(Excerpts from a point labeling dataset)
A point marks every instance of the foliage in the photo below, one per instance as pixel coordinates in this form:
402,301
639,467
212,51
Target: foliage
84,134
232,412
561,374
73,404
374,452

→ **What is required**:
Please write out all of the rows above verbatim.

→ **Exercise answer**:
A point marks every instance of the foliage in the photo below, one per instance as pixel coordinates in this form:
402,301
639,467
212,51
Target: foliage
84,134
232,412
561,374
73,404
374,452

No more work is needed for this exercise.